TRY IT:
Scan the records for the string "floral", then copy each line that has it.

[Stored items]
BEGIN
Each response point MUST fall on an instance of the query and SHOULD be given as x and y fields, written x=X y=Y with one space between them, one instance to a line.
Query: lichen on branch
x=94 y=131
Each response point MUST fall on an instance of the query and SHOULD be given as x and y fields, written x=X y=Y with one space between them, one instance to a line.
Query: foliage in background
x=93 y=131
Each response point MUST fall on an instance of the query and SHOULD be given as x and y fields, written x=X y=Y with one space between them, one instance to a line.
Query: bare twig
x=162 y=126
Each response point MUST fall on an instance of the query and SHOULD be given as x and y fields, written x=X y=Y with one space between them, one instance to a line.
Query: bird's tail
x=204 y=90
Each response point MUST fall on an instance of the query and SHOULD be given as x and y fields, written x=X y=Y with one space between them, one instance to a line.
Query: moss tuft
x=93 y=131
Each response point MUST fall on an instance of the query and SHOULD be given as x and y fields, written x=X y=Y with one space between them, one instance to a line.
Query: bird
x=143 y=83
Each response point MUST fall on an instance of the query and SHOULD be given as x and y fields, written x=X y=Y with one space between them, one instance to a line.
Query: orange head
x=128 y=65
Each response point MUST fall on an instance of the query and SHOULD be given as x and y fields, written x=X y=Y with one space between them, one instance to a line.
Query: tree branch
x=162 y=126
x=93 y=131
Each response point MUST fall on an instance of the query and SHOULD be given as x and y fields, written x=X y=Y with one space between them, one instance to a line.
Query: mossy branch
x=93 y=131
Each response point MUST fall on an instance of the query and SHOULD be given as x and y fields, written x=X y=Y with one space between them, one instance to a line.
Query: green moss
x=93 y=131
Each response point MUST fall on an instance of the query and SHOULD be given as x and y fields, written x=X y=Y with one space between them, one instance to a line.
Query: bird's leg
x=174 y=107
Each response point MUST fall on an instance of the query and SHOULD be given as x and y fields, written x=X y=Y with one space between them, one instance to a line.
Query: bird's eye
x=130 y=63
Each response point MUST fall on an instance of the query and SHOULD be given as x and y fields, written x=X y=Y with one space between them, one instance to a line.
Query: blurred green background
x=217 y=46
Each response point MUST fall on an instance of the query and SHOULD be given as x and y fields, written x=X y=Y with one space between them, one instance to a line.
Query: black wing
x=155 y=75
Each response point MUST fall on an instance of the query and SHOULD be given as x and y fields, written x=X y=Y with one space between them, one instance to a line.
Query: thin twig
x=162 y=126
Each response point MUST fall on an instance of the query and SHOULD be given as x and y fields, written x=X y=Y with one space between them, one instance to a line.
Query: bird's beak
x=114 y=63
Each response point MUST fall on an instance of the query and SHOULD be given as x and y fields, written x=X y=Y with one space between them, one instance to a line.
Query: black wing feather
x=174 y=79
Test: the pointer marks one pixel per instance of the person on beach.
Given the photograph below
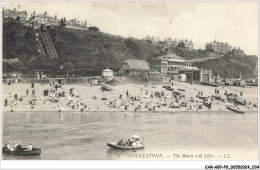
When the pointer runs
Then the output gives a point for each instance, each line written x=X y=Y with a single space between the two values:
x=29 y=147
x=6 y=102
x=8 y=146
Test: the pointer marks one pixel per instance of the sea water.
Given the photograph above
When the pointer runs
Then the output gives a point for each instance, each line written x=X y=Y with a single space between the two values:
x=83 y=136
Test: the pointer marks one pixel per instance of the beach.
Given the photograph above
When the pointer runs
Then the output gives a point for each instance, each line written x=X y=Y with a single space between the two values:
x=91 y=98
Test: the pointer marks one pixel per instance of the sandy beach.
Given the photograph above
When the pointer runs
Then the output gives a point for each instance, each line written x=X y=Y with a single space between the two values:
x=84 y=93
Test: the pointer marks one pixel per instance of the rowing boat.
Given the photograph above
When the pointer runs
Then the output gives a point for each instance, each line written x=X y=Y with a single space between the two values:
x=115 y=146
x=22 y=151
x=234 y=109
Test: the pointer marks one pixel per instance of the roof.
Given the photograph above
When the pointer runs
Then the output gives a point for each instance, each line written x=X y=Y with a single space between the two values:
x=189 y=69
x=137 y=64
x=15 y=11
x=107 y=70
x=44 y=16
x=171 y=57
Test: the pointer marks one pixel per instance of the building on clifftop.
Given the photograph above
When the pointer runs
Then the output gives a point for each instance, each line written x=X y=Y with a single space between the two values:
x=134 y=67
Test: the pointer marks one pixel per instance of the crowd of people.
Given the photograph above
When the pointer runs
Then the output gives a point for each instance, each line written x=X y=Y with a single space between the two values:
x=18 y=147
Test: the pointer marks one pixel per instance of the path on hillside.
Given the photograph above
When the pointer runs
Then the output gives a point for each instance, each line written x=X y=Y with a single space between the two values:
x=206 y=58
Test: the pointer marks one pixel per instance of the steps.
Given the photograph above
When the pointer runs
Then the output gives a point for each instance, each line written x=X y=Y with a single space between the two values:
x=45 y=44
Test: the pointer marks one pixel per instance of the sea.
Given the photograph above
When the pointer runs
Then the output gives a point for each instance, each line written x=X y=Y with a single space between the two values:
x=84 y=136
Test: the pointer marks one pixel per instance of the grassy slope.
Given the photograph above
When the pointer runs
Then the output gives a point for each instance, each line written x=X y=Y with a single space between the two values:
x=91 y=50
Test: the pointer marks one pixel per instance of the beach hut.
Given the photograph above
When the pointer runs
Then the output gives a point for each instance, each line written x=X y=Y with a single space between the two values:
x=133 y=67
x=107 y=74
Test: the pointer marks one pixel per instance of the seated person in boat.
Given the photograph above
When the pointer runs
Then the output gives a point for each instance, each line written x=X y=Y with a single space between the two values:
x=29 y=147
x=18 y=147
x=135 y=142
x=121 y=143
x=128 y=142
x=8 y=146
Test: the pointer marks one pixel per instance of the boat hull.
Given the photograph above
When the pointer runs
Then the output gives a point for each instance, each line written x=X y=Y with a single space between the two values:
x=235 y=110
x=239 y=101
x=22 y=152
x=115 y=146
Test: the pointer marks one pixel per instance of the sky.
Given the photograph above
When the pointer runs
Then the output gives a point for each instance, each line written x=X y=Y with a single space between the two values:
x=201 y=22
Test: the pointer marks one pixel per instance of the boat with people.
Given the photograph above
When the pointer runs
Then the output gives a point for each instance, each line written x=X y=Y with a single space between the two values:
x=22 y=152
x=132 y=144
x=235 y=109
x=240 y=101
x=18 y=150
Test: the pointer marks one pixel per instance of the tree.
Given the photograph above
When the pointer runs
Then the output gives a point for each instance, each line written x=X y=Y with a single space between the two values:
x=95 y=29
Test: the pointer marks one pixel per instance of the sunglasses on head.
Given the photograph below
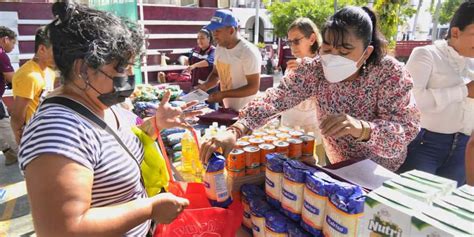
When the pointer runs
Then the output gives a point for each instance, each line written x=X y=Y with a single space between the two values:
x=295 y=42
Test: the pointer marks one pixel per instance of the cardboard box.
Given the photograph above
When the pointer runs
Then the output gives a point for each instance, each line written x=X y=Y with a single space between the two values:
x=388 y=212
x=439 y=222
x=446 y=186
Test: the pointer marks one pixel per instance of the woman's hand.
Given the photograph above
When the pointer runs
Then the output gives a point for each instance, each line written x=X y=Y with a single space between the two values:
x=168 y=116
x=166 y=207
x=225 y=140
x=340 y=125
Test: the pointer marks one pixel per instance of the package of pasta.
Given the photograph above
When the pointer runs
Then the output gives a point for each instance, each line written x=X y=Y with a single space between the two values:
x=258 y=208
x=294 y=173
x=250 y=192
x=315 y=201
x=344 y=210
x=276 y=224
x=295 y=230
x=274 y=178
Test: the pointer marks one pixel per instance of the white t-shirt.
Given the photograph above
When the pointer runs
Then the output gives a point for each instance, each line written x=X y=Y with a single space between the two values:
x=439 y=86
x=233 y=65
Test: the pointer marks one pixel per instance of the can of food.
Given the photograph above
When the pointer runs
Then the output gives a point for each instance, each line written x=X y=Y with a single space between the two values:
x=264 y=150
x=271 y=132
x=259 y=134
x=252 y=171
x=295 y=149
x=241 y=144
x=283 y=136
x=296 y=134
x=270 y=139
x=282 y=147
x=308 y=145
x=236 y=174
x=252 y=157
x=256 y=141
x=236 y=160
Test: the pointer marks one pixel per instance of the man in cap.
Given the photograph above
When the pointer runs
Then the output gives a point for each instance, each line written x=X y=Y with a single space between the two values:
x=237 y=64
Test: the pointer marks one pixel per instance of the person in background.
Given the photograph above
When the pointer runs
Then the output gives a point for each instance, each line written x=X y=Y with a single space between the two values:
x=440 y=72
x=7 y=139
x=237 y=64
x=304 y=40
x=470 y=161
x=32 y=82
x=201 y=59
x=363 y=96
x=80 y=180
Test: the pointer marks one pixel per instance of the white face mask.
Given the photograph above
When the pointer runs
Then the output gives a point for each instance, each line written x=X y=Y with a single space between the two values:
x=337 y=68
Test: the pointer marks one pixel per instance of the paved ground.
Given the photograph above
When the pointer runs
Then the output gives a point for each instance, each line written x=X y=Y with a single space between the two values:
x=15 y=217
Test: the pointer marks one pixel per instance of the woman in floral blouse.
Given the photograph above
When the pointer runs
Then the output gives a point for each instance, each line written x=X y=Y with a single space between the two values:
x=364 y=102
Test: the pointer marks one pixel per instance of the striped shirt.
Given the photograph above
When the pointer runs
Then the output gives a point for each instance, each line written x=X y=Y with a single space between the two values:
x=59 y=130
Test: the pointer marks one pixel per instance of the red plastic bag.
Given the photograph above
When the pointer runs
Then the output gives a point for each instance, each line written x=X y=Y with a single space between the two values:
x=200 y=219
x=178 y=77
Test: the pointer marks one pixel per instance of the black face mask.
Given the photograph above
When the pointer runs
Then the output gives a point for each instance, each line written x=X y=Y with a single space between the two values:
x=123 y=88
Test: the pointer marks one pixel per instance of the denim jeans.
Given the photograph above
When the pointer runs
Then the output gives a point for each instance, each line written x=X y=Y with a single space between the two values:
x=439 y=154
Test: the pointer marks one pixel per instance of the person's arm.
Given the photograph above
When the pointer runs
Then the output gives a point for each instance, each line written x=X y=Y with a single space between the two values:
x=68 y=211
x=18 y=115
x=398 y=119
x=420 y=66
x=470 y=161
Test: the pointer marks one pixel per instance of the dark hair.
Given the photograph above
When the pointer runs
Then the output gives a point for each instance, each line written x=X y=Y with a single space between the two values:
x=97 y=37
x=307 y=27
x=362 y=23
x=463 y=17
x=42 y=38
x=207 y=33
x=4 y=31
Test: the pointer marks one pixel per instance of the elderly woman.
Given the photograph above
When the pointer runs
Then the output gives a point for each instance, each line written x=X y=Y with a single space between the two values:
x=80 y=180
x=363 y=96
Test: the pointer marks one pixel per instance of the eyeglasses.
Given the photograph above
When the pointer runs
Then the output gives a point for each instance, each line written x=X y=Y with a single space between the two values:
x=296 y=42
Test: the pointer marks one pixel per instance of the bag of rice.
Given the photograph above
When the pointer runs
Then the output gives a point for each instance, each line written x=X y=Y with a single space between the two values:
x=258 y=208
x=276 y=225
x=293 y=187
x=215 y=182
x=250 y=191
x=274 y=178
x=315 y=201
x=344 y=210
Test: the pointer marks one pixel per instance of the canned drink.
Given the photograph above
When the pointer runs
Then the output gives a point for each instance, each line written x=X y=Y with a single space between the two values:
x=241 y=144
x=270 y=139
x=296 y=134
x=256 y=141
x=252 y=171
x=283 y=136
x=259 y=134
x=236 y=160
x=282 y=147
x=308 y=145
x=296 y=147
x=236 y=174
x=264 y=150
x=252 y=157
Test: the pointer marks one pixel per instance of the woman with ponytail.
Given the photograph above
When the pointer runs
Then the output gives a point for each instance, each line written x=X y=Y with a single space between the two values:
x=364 y=104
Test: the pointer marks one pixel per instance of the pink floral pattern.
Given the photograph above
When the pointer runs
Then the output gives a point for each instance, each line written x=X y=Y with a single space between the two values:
x=382 y=96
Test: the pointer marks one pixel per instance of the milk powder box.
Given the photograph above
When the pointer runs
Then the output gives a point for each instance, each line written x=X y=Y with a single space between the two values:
x=439 y=222
x=414 y=189
x=388 y=212
x=447 y=186
x=466 y=192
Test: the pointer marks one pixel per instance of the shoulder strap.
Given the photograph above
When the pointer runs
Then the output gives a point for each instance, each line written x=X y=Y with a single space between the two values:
x=85 y=112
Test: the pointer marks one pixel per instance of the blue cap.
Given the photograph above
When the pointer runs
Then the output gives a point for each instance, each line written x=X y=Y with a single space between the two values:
x=222 y=18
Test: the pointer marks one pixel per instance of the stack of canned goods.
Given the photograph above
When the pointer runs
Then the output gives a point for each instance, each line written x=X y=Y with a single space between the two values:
x=248 y=157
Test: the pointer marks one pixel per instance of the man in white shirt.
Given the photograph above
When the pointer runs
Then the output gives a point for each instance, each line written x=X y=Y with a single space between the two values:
x=443 y=79
x=237 y=64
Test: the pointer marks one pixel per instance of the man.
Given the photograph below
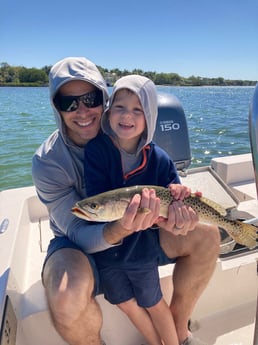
END
WORKED SOLUTION:
Test: the pointer marks one pixel per instance of the woman in floral blouse.
Test: the pointer marks one pixel per instance of the pink floral pattern.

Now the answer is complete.